GIVEN DATA:

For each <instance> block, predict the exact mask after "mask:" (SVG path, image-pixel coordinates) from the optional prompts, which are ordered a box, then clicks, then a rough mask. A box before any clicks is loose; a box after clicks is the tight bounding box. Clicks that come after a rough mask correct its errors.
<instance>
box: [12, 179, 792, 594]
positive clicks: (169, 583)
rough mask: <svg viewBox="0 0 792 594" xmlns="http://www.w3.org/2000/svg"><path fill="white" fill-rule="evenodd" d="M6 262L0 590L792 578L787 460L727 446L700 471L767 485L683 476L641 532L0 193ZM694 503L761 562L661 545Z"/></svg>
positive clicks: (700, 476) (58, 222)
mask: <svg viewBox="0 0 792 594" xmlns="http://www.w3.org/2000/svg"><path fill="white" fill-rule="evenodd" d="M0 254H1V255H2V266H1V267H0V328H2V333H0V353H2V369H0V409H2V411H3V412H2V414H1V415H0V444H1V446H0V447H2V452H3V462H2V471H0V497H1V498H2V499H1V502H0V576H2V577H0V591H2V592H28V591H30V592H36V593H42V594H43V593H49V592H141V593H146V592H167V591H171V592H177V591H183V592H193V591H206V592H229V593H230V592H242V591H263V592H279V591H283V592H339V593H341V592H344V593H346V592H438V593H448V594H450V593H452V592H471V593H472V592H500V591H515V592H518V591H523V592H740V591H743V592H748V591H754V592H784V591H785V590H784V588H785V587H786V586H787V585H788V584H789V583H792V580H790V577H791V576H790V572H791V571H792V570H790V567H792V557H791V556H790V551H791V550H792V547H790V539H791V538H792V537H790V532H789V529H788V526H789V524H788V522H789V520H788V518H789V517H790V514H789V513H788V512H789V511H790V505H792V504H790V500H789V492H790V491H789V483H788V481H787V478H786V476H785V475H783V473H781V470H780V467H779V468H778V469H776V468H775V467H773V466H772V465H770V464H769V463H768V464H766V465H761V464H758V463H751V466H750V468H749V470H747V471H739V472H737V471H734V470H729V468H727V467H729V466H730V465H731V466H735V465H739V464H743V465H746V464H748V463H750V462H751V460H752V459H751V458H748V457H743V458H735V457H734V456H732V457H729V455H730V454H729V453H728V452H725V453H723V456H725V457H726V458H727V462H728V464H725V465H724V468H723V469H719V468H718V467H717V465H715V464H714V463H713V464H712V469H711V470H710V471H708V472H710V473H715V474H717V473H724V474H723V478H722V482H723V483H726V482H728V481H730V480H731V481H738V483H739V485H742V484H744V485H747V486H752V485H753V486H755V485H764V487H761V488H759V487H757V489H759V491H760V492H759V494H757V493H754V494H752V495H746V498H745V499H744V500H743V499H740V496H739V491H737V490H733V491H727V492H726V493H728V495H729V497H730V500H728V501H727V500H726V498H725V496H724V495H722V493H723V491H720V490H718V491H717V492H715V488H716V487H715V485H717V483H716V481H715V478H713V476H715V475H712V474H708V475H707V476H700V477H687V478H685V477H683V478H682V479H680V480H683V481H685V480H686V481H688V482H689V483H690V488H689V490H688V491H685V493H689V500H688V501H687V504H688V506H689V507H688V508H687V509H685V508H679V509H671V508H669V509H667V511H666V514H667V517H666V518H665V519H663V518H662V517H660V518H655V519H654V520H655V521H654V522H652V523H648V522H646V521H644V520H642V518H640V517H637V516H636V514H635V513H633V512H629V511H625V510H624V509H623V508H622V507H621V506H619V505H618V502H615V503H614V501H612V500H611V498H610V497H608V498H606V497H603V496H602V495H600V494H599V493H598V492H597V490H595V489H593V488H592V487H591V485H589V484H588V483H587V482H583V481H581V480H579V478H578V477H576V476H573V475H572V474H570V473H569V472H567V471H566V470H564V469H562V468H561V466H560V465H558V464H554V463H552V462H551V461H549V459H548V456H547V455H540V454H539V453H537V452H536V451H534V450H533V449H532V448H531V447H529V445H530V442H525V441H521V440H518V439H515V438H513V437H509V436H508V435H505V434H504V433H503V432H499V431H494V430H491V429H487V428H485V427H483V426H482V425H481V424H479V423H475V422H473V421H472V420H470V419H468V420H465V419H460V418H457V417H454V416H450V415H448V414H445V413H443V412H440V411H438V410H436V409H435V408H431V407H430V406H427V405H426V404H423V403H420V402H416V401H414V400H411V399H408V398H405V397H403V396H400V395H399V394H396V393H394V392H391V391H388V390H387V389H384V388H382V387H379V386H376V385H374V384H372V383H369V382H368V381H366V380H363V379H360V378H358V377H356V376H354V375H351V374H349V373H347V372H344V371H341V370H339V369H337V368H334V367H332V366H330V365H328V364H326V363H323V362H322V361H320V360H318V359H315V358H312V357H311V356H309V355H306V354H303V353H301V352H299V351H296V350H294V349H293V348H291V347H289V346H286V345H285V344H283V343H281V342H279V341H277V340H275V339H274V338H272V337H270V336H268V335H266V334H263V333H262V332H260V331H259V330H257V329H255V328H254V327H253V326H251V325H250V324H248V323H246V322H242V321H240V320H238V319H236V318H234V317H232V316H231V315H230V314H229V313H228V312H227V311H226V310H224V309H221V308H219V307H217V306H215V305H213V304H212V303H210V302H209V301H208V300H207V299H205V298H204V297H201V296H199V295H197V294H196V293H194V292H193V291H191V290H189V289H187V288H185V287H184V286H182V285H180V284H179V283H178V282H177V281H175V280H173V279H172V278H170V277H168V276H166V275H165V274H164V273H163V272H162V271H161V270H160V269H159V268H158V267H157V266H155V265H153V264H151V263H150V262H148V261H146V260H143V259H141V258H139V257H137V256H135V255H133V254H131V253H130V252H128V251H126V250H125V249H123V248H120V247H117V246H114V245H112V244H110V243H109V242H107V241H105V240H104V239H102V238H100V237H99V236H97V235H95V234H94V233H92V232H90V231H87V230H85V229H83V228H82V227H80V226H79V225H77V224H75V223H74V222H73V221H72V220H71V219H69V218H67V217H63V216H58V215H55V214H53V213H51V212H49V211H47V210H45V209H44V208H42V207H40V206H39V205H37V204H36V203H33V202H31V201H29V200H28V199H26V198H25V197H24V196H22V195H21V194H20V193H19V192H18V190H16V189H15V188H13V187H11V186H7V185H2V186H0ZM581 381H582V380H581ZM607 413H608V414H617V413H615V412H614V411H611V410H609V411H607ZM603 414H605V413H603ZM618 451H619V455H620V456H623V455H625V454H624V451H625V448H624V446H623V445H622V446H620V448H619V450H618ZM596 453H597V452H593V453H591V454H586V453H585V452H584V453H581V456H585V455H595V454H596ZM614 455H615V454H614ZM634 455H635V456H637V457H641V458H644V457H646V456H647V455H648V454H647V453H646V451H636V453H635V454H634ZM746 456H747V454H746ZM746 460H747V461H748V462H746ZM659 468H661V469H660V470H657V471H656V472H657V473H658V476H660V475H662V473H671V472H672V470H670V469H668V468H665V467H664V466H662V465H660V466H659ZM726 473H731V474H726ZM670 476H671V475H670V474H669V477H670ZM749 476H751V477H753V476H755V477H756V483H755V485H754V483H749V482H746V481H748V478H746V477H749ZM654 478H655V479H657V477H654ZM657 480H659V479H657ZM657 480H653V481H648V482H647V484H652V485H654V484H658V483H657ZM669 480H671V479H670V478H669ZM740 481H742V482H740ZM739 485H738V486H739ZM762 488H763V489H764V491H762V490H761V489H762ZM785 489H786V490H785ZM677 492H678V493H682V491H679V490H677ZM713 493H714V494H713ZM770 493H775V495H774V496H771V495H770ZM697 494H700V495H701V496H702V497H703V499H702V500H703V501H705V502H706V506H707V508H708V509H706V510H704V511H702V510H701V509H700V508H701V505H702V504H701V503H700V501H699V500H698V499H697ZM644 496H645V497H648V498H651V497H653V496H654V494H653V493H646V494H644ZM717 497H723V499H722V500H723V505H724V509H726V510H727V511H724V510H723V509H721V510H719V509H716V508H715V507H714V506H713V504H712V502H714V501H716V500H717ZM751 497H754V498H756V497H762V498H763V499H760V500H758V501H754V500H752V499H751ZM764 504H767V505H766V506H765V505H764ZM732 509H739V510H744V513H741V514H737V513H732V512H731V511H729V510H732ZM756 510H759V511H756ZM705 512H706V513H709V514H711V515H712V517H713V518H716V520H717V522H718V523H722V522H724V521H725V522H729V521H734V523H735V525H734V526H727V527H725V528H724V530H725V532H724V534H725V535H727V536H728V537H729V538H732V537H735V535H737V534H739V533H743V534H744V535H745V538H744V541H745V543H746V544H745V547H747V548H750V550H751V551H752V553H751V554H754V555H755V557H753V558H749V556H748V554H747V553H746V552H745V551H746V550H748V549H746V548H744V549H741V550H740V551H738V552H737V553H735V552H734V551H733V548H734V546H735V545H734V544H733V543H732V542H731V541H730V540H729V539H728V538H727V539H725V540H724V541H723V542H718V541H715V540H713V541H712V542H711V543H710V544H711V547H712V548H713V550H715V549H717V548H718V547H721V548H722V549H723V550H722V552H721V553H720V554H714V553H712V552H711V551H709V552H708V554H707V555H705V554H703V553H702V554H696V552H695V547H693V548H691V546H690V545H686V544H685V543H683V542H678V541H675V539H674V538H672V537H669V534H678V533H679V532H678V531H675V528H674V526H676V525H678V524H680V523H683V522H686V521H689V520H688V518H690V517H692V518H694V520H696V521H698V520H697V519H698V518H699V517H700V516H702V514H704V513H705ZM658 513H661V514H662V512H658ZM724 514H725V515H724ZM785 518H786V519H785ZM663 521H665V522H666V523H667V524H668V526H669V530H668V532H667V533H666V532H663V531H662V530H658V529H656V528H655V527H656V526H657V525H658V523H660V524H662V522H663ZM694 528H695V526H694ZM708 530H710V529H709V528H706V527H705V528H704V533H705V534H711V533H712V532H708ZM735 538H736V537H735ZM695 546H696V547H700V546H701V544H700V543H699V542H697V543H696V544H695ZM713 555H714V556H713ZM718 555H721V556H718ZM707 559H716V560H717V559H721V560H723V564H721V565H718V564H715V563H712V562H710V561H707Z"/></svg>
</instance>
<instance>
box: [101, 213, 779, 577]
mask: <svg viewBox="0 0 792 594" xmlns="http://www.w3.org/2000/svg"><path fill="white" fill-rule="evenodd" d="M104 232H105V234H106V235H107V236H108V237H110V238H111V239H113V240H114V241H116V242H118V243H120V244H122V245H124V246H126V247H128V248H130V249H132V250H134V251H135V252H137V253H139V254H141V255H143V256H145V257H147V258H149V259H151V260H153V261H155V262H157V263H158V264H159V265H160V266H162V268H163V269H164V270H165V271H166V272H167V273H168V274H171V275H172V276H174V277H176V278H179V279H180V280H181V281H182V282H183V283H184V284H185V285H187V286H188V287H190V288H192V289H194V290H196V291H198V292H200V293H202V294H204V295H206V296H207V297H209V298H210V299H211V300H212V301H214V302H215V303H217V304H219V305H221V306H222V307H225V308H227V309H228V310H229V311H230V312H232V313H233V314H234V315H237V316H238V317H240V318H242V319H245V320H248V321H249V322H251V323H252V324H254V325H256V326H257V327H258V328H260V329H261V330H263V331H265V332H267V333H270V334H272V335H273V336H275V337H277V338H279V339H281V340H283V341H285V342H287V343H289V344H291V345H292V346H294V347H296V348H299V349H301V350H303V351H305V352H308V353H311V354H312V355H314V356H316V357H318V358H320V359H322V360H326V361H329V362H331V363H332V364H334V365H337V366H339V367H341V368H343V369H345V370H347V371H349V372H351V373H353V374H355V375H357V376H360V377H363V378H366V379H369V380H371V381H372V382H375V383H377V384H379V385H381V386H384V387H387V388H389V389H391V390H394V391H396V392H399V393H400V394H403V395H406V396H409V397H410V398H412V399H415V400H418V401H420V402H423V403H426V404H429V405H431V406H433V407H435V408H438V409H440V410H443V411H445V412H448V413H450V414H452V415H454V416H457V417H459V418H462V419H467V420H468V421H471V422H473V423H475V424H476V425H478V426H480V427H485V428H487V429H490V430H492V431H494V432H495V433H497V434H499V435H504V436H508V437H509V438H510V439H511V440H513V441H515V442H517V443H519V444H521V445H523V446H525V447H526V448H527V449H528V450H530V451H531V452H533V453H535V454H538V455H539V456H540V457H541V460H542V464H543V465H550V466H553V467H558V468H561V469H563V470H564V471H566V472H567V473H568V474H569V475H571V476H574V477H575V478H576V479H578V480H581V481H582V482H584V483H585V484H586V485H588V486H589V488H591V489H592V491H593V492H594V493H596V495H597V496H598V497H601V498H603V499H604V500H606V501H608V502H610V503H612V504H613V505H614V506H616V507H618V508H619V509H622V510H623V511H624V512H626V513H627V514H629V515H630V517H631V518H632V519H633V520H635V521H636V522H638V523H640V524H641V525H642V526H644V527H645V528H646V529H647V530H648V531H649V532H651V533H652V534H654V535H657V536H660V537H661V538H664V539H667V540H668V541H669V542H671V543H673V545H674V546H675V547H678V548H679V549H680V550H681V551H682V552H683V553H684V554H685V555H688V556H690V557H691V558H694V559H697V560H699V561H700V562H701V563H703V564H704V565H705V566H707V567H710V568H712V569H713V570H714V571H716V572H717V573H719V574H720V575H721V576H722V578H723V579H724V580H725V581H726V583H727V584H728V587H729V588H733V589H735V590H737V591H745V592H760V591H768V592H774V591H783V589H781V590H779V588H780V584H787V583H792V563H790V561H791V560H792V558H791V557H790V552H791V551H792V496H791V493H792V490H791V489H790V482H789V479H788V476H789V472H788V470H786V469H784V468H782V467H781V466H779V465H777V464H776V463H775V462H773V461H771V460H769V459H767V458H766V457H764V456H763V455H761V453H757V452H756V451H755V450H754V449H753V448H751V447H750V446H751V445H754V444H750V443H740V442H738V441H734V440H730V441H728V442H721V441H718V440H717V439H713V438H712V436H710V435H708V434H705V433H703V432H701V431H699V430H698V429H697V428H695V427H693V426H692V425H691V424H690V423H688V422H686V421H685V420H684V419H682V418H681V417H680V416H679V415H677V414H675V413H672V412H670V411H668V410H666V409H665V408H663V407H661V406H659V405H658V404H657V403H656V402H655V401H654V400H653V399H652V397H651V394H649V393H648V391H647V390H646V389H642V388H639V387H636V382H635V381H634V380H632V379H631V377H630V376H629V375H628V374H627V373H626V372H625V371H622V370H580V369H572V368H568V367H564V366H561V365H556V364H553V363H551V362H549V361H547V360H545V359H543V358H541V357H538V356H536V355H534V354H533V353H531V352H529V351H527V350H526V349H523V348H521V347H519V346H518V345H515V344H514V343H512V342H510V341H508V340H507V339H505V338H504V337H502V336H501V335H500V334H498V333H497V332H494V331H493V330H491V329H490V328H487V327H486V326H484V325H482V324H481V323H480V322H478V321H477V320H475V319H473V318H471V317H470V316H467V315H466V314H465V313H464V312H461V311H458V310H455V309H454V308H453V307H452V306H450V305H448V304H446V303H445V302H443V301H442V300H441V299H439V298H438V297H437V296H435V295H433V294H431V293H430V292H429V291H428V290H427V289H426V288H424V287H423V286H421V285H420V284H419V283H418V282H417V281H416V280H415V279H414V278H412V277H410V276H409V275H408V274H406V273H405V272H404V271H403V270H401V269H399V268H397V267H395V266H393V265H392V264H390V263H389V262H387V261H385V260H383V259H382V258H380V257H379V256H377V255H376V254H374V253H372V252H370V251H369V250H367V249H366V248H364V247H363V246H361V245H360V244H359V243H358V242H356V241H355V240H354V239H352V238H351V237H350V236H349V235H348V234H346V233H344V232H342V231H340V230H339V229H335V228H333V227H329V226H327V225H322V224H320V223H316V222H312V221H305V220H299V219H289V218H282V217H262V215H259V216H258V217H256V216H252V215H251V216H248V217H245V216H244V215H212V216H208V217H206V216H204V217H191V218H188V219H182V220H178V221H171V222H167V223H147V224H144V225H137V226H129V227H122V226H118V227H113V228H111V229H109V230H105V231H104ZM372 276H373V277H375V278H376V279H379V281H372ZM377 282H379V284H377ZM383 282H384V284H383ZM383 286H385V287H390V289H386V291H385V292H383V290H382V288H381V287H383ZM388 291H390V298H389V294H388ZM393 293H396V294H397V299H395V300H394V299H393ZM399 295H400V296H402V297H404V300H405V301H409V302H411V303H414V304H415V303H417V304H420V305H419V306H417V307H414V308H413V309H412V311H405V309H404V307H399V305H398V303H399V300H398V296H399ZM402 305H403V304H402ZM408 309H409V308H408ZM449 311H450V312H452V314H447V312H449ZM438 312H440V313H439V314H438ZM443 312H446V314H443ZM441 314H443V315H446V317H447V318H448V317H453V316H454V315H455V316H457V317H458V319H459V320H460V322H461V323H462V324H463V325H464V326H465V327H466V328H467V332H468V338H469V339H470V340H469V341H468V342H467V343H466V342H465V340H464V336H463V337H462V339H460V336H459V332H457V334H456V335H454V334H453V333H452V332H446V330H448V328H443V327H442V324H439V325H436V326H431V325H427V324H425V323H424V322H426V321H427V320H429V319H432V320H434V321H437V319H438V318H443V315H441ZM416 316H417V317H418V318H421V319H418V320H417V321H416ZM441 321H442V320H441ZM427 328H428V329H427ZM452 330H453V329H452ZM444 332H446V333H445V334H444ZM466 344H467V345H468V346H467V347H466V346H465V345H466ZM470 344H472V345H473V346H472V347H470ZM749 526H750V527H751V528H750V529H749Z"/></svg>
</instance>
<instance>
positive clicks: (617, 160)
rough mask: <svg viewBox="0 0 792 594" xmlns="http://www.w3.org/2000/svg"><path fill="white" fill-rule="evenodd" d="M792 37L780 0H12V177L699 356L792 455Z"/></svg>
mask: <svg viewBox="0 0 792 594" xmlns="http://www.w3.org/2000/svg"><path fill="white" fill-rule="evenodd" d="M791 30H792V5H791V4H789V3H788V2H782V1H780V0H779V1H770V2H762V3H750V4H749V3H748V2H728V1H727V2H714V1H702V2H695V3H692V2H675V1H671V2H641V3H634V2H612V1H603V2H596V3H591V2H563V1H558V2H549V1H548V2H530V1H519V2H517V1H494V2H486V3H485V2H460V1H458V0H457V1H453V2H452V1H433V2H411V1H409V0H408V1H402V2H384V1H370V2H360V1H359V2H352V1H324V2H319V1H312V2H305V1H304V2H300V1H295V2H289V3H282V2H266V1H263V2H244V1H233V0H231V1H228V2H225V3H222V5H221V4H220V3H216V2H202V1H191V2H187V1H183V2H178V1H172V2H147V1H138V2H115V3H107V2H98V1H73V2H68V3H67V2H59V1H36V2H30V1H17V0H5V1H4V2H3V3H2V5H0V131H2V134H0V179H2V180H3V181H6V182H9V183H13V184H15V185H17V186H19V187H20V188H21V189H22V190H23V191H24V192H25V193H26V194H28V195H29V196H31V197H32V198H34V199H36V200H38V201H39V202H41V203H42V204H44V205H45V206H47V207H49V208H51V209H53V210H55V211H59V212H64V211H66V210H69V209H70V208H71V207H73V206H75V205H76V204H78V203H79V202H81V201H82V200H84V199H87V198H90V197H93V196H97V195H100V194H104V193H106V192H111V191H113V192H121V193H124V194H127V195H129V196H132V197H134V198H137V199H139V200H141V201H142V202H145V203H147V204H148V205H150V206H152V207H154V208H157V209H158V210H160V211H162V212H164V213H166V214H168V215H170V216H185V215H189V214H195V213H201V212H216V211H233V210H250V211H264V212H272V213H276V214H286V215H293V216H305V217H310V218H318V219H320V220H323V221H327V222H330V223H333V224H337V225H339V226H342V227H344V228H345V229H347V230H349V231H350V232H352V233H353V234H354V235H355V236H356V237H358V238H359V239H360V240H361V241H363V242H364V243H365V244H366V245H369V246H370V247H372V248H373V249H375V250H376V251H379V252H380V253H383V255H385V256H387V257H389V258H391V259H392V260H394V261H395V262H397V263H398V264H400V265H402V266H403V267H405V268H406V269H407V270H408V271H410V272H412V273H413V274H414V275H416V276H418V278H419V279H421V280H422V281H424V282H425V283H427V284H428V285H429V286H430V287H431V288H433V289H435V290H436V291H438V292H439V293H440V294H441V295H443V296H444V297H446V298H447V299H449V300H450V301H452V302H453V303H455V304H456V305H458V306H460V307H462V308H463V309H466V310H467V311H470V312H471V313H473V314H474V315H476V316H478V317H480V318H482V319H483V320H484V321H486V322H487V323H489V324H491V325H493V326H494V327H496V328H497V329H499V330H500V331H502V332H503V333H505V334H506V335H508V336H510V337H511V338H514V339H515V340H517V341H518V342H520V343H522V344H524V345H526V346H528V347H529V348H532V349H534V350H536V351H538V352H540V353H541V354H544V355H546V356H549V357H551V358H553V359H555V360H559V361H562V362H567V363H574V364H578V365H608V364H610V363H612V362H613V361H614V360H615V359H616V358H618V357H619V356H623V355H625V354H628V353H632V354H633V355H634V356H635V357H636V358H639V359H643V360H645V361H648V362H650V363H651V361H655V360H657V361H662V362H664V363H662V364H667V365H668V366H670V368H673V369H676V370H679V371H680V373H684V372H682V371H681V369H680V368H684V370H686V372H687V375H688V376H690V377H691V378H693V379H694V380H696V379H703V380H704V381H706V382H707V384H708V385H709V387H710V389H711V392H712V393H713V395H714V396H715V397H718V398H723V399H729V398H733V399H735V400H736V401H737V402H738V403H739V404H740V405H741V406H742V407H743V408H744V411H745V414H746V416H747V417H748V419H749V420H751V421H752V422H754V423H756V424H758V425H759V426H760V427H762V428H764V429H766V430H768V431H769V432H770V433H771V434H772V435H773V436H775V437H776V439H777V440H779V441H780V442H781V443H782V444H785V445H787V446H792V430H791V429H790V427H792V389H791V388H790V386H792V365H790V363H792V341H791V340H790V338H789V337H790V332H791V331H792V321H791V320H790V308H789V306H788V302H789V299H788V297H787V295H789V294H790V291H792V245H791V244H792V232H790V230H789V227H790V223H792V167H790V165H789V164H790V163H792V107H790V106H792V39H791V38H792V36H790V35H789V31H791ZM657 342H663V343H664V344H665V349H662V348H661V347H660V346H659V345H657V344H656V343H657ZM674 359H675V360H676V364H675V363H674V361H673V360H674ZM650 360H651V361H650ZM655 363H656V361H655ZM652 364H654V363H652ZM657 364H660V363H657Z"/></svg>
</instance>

WRITTEN TASK: Reproduce the rows word for word, starting at their very first line and ending with the line that contains "positive clicks: (169, 583)", including that line.

EXERCISE RESULT:
For each <instance> block, predict the exact mask after "mask:" (SVG path, image-pixel coordinates) from the optional prompts, which are ordered a box, then clicks, then a rough mask. A box before any clicks is loose; a box after clicks is the tight bounding box. Clicks that come after a rough mask correct its errors.
<instance>
box: [12, 179, 792, 594]
positive clicks: (169, 583)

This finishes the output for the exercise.